begin RECORD LIST

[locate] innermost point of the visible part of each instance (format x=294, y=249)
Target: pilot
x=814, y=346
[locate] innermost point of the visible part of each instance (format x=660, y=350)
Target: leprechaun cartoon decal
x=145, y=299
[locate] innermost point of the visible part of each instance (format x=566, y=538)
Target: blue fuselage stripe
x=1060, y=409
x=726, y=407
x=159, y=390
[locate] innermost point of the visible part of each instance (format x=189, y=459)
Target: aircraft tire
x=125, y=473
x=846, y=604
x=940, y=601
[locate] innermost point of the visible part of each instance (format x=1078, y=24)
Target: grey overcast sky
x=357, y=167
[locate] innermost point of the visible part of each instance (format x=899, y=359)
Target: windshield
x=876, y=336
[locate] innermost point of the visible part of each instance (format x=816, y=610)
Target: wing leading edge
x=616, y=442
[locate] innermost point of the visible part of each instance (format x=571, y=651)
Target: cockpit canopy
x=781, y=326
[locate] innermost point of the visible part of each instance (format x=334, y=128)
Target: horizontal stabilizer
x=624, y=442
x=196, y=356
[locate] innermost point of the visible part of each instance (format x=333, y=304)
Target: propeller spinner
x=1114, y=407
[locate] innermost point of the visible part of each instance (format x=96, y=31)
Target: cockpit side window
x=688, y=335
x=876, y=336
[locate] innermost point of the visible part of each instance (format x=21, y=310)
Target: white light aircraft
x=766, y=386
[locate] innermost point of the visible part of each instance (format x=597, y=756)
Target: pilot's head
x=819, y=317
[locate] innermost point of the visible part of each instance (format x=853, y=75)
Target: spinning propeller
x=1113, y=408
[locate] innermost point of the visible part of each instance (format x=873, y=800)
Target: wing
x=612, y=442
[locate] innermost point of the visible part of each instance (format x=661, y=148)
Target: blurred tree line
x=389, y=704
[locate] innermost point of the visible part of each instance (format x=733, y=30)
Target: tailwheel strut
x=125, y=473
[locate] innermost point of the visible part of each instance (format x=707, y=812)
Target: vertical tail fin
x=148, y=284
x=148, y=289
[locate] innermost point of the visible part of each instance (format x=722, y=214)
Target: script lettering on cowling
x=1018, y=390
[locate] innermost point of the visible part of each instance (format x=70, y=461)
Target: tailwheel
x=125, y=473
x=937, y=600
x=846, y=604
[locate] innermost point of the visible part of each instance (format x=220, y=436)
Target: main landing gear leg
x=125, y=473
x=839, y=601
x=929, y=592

end RECORD LIST

EXERCISE INSTRUCTIONS:
Reproduce the material from its start through the line containing "x=357, y=167", inclusive, keeping the requests, and shift every coordinate in the answers by -85.

REPLY TO THE EXERCISE:
[locate] innermost point of the visible part of each instance (format x=294, y=249)
Target: pilot
x=729, y=261
[locate] innermost point of the visible part of each instance (format x=660, y=350)
Target: leprechaun cartoon decal
x=60, y=214
[locate] innermost point of the visible part of each instance (format x=566, y=538)
Target: blue fuselage stripe
x=975, y=324
x=641, y=322
x=74, y=305
[locate] innermost point of the visible part of each instance (format x=189, y=459)
Target: aircraft tire
x=40, y=388
x=761, y=519
x=855, y=516
[locate] innermost point of the visible part of each instance (format x=1078, y=24)
Target: grey overcast sky
x=272, y=82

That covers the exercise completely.